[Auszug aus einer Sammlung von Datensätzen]
::::
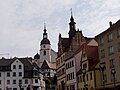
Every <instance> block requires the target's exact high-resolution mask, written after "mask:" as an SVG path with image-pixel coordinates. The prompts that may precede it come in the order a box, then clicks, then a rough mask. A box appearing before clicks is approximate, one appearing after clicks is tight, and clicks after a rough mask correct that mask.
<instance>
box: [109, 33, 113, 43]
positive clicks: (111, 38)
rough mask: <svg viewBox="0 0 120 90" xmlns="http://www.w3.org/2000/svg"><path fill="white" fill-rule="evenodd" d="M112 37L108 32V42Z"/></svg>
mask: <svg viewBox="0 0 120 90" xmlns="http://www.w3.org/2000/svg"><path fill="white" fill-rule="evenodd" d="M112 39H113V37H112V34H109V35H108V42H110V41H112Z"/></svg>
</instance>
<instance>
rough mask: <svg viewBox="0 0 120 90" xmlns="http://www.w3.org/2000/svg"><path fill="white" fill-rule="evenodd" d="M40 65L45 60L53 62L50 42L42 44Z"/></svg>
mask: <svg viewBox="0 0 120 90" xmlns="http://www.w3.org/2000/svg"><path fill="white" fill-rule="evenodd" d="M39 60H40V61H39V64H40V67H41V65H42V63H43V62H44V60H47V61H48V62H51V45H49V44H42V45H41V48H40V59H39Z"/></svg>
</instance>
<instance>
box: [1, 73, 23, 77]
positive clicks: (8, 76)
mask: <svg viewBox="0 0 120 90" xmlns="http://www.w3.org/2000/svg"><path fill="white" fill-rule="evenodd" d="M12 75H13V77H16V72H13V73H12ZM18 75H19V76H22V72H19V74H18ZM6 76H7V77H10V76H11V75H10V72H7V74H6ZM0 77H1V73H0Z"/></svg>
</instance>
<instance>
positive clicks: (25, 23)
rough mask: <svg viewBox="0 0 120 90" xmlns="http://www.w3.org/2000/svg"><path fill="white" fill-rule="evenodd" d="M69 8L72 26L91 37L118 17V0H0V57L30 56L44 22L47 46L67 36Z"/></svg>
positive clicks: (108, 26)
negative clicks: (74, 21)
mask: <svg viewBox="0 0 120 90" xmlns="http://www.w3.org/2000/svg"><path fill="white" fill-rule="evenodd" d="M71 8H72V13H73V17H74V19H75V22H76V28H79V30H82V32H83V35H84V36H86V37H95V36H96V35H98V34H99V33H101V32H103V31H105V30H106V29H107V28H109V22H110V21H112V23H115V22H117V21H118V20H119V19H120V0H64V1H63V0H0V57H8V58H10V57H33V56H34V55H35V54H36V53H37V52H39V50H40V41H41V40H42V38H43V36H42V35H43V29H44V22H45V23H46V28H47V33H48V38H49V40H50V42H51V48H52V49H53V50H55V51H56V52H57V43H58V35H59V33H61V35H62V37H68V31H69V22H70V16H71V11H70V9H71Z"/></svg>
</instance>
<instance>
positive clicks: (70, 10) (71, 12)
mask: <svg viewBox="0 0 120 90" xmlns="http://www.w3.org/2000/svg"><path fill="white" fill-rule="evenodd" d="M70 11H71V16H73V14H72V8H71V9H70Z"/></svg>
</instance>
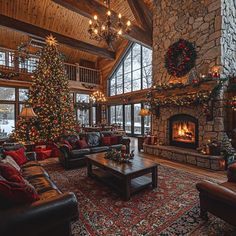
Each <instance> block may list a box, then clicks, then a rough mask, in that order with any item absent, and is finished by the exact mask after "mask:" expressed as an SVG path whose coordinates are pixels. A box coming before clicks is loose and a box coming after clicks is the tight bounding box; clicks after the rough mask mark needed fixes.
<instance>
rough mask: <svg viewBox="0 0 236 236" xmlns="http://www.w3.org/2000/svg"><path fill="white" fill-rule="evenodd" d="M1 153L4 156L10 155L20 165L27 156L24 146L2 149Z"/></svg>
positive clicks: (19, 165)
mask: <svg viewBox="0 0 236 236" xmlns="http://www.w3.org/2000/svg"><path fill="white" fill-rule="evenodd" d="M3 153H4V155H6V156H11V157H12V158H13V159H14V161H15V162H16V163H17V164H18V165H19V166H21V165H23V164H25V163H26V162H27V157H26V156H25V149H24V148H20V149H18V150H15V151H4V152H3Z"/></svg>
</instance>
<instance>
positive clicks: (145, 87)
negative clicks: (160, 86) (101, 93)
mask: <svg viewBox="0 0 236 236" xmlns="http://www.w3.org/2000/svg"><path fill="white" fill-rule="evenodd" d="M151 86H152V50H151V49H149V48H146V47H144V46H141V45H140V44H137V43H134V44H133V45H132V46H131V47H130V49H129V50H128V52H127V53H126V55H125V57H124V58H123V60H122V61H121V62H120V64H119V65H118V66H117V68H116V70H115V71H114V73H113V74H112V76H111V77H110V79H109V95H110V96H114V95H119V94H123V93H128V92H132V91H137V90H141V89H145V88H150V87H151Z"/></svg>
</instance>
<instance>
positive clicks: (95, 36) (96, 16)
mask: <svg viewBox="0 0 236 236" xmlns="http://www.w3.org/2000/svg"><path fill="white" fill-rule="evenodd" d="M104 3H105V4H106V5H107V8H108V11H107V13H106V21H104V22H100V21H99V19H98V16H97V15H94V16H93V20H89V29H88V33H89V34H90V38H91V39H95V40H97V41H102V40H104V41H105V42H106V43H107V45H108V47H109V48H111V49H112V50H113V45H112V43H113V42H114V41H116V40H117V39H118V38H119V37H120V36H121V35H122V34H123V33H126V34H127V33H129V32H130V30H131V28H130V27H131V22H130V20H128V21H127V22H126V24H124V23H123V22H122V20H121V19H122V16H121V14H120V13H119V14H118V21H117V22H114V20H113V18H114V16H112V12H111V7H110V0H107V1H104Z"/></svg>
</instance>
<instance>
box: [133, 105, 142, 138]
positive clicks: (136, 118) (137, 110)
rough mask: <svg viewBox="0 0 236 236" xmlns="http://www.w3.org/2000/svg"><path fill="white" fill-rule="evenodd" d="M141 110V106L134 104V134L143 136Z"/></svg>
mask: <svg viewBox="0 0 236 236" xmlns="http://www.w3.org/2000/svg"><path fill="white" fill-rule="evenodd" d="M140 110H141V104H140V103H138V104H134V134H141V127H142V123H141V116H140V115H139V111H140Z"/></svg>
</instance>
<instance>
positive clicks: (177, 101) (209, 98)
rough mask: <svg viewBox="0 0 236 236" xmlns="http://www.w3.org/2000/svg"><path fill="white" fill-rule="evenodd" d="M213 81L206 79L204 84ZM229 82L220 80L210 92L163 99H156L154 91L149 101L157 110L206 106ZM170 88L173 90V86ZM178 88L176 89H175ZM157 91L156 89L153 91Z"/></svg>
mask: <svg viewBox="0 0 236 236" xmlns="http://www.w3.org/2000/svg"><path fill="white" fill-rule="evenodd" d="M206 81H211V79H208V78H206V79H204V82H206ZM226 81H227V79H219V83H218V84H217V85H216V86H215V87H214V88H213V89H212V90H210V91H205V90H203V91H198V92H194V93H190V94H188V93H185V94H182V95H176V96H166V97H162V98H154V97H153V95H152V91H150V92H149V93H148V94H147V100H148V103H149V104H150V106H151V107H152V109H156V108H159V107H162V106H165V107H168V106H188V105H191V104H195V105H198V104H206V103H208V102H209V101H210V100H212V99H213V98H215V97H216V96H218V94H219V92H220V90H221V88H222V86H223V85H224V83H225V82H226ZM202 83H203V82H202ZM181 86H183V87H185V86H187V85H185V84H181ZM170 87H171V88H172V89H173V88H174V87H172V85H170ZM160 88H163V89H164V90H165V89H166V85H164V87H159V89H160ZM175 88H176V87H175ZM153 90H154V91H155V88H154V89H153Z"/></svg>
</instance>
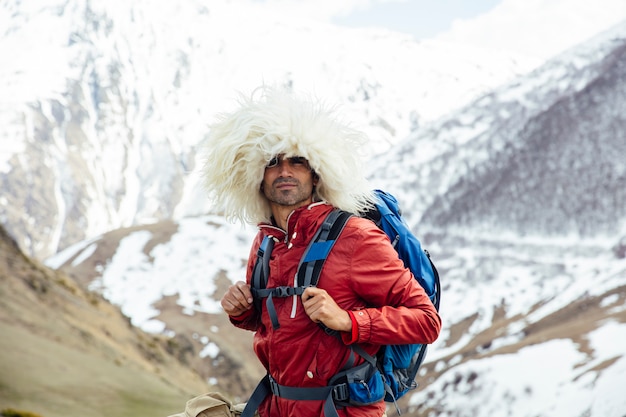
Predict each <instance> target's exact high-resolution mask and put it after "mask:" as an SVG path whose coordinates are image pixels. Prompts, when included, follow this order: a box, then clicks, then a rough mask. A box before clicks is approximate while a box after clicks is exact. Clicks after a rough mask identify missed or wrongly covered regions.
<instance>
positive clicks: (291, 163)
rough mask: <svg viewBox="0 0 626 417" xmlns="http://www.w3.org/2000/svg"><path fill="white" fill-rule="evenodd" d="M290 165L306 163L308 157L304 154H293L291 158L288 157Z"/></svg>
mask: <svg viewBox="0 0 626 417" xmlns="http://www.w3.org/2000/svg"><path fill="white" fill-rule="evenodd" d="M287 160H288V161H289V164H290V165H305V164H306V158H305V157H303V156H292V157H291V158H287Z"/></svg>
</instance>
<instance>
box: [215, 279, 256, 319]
::::
■ AUSZUFÜHRENDE AUFGABE
Gib bitte den Abschnitt vom Anfang der Datensätze bis einschließlich der Zeile mit „positive clicks: (108, 26)“ als JSON-Liste von Zeichenketten wieder, einen Eintrag pro Zeile und ohne Leerzeilen. Die Bilder lässt du dabei weg.

■ LÖSUNG
[
  "Every <instance> block requires the target's exact high-resolution mask, written after \"mask:\" as an SVG path with image-pixel coordinates. The prompts that may precede it come in the order a box, then clicks, then a rough mask. A box appearing before clicks is approximate, one appearing after clicks is tight, and clicks after a rough mask correct that mask.",
  "<instance>",
  "box: [109, 33, 113, 43]",
  "positive clicks: (111, 38)",
  "rough mask: <svg viewBox=\"0 0 120 90\" xmlns=\"http://www.w3.org/2000/svg\"><path fill=\"white\" fill-rule=\"evenodd\" d=\"M112 37L108 32V42Z\"/></svg>",
  "mask: <svg viewBox=\"0 0 120 90\" xmlns=\"http://www.w3.org/2000/svg\"><path fill=\"white\" fill-rule=\"evenodd\" d=\"M112 39H113V37H112V34H109V35H108V42H110V41H112Z\"/></svg>",
  "</instance>",
  "<instance>",
  "rough mask: <svg viewBox=\"0 0 120 90\" xmlns=\"http://www.w3.org/2000/svg\"><path fill=\"white\" fill-rule=\"evenodd\" d=\"M40 65L45 60L53 62L50 42L42 44Z\"/></svg>",
  "mask: <svg viewBox=\"0 0 120 90\" xmlns=\"http://www.w3.org/2000/svg\"><path fill=\"white\" fill-rule=\"evenodd\" d=\"M39 60H40V61H39V64H40V67H41V65H42V63H43V62H44V60H47V61H48V62H51V45H49V44H42V45H41V48H40V59H39Z\"/></svg>",
  "</instance>",
  "<instance>",
  "box: [1, 73, 23, 77]",
  "positive clicks: (8, 76)",
  "mask: <svg viewBox=\"0 0 120 90\" xmlns=\"http://www.w3.org/2000/svg\"><path fill=\"white\" fill-rule=\"evenodd\" d=\"M12 75H13V77H16V72H13V73H12ZM18 75H19V76H22V72H19V74H18ZM6 76H7V77H10V76H11V75H10V72H7V74H6ZM0 77H1V73H0Z\"/></svg>",
  "</instance>",
  "<instance>",
  "positive clicks: (25, 23)",
  "rough mask: <svg viewBox=\"0 0 120 90\" xmlns=\"http://www.w3.org/2000/svg\"><path fill=\"white\" fill-rule=\"evenodd\" d=\"M69 8L72 26L91 37L118 17V0H0V57L30 56L44 22L47 46L67 36Z\"/></svg>",
  "positive clicks: (108, 26)"
]